### WHAT YOU SHOULD DO
Edit the entries below, putting "marker" in place of every "keypoint" and leaving all other text unchanged.

### SUPPLIED RECORDS

- - - - -

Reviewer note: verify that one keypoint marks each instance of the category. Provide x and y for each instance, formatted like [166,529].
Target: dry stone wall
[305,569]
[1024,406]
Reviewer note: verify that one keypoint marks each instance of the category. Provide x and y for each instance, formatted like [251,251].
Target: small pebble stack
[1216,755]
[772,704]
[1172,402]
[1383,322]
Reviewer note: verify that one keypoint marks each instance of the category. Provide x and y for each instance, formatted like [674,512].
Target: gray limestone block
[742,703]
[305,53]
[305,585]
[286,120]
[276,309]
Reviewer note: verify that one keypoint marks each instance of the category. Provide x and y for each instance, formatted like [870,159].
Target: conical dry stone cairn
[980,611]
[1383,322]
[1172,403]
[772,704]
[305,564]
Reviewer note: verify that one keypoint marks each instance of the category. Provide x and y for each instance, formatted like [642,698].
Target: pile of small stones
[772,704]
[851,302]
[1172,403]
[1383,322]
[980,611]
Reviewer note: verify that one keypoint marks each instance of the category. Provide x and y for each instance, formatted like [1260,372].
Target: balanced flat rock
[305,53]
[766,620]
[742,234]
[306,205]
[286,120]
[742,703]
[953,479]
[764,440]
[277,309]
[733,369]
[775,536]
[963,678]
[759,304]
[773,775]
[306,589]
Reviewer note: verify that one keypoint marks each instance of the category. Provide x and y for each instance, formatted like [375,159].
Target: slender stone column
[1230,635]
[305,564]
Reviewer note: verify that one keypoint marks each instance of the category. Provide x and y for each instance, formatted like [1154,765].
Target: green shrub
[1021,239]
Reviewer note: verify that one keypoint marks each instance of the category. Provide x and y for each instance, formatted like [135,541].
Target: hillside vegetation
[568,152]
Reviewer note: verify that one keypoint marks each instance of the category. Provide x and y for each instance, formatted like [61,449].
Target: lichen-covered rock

- - - - -

### EXERCISE RESPONSE
Reviewer note: verify that one marker marks each instance of the category. Provide x and y for each instance, formatted like [166,529].
Target: dry stone wall
[305,569]
[1024,406]
Reviewer note: verify that one marker marks each instance of the category. Provide x and y for each instance, formatted like [251,251].
Target: small pebble stack
[1216,755]
[772,704]
[1172,402]
[1383,322]
Reviewer note: verify that one marker marks each instance of the category. Provide x and y for each instance, formatted like [674,512].
Target: gray limestone block
[742,703]
[305,53]
[305,585]
[286,120]
[276,309]
Reviewer note: verify that one marker marks each instance of the category. Provide x and y for each instance, formatted like [870,159].
Target: conical dry stone cairn
[980,611]
[1383,322]
[1172,403]
[772,704]
[305,564]
Reviewer note: verify that one marker marks each instance of the category. Provide x and y for each instance, formatted like [642,698].
Target: pile of small stones
[772,704]
[851,302]
[1172,403]
[1383,322]
[980,611]
Reviewer note: verify that one marker marks each instance of the category. Provide x and y for each instance, formatted like [1260,372].
Target: balanced flat rock
[305,53]
[766,620]
[742,234]
[306,205]
[286,120]
[742,703]
[953,479]
[764,440]
[277,309]
[733,369]
[775,536]
[963,678]
[759,304]
[773,775]
[306,589]
Reviewer note: verify that one marker marks each instance of the category. Provide x and y for each instance, formatted like [375,159].
Target: slender stone column
[1230,635]
[305,564]
Reviewer note: verify that one marker marks each instance of the category. Provide x and y for each instance, formatted like [1154,765].
Target: green shrub
[1021,239]
Reviewer note: verify that one marker marks each instance of the category. Provide x and y for each instance, formatted like [135,541].
Target: hillside vegetation
[568,152]
Reviewer note: verify that one marker marks each instance of the category. Provide x and y for each instance, formatted like [61,449].
Target: lichen-covered rock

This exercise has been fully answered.